[DOCUMENT EXCERPT start]

Re: [PATCH 03/34] teach move_mount(2) to work with OPEN_TREE_CLONE [ver #12]
From: Alan Jenkins
Date: Thu Oct 11 2018 - 07:48:50 EST
On 11/10/2018 10:17, David Howells wrote:
Alan Jenkins <alan.christopher.jenkins@xxxxxxxxx> wrote:
# unshare --mount=private_mnt/child_ns --propagation=shared ls -l /proc/self/ns/mnt
I think the problem is that the mount of the nsfs object done by unshare here
pins the new mount namespace - but doesn't add the namespace's contents into
the mount tree, so the mount struct cycle-detection code is bypassed.
I think it's fine for all other namespaces, just not the mount namespace.
It looks like this bug might theoretically exist upstream also, though I don't
think there's any way to actually effect it given that mount() doesn't take a
dirfd argument.
The reason that you can do this with open_tree()/move_mount() is that it
allows you to create a mount tree (OPEN_TREE_CLONE) that has no namespace
assignment, pass it through the namespace switch and then attach it inside the
child namespace. The cross-namespace checks in do_move_mount() are bypassed
because the root of the newly-cloned mount tree doesn't have one.
Unfortunately, just searching the newly-cloned mount tree for a conflicting
nsfs mount doesn't help because the potential loop could be hidden several
levels deep.

[DOCUMENT EXCERPT end]

[EXERCISES TO COMPLETE]
a – In the patch discussion above, explain why open_tree() and move_mount() make it possible to create the problem described, in one to three sentences.
b – Resume the patch discussion from its last sentence and write the next few sentences.

[DATA SHOWN start]

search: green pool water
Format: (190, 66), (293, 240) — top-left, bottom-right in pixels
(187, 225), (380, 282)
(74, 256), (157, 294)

[DATA SHOWN end]

[REPLIES]
a – OPEN_TREE_CLONE lets you create a mount tree that has no namespace assignment. You can pass that tree through the namespace switch and then attach it inside the child namespace. The cross-namespace checks in do_move_mount() are bypassed because the root of the newly cloned mount tree has no namespace.

b –
I think the simplest solution is to either reject a request for
open_tree(OPEN_TREE_CLONE) if there are any nsfs objects in the source tree,
or to just not copy said objects.
David
Very clearly written, thank you. Hum, your solution would mean
open_tree(OPEN_TREE_CLONE) + move_mount() is not equivalent to the
current `mount --rbind` :-(. That does not fit the current patch
description.
It sounds like you're under-estimating how we can use mnt_ns->seq (as is
currently used in mnt_ns_loop()). Or maybe I am over-estimating it :).
In principle, it should suffice for attach_recursive_mount() to check
the NS sequence numbers of the NS files which are mounted. You can't
hide the loop at a deeper level inside the NS, because of the existing
mnt_ns_loop() check.
I think mnt_ns_loop() works 100% correctly upstream, and there is no
memory leak bug there. You can pass a mount NS fd between processes in
arbitrary namespaces, and you can mount it with "mount --no-canonicalize
--bind /proc/self/fd/3 /other_ns". But mnt_ns_loop() will only allow
the mount when the other NS is newer than your own mount namespace.
Upstream also covers mount propagation (and CLONE_NEWNS), by simply not
propagating mounts of mount NS files. ( See commit 4ce5d2b1a8fd "vfs:
Don't copy mount bind mounts of /proc/<pid>/ns/mnt between namespaces" /
https://unix.stackexchange.com/questions/473717/what-code-prevents-mount-namespace-loops-in-a-more-complex-case-involving-mount-propagation
)
I think it is more a question of taste :-). Would it be acceptable to
prune the tree (or fail?) in move_mount() (and also `mount --move`, if
you [ab]use it like I did) ?
I suspect we should prefer your solution. It is clearly simpler, and I
don't know that anyone really uses `mount --rbind` to clone trees of
mount NS files.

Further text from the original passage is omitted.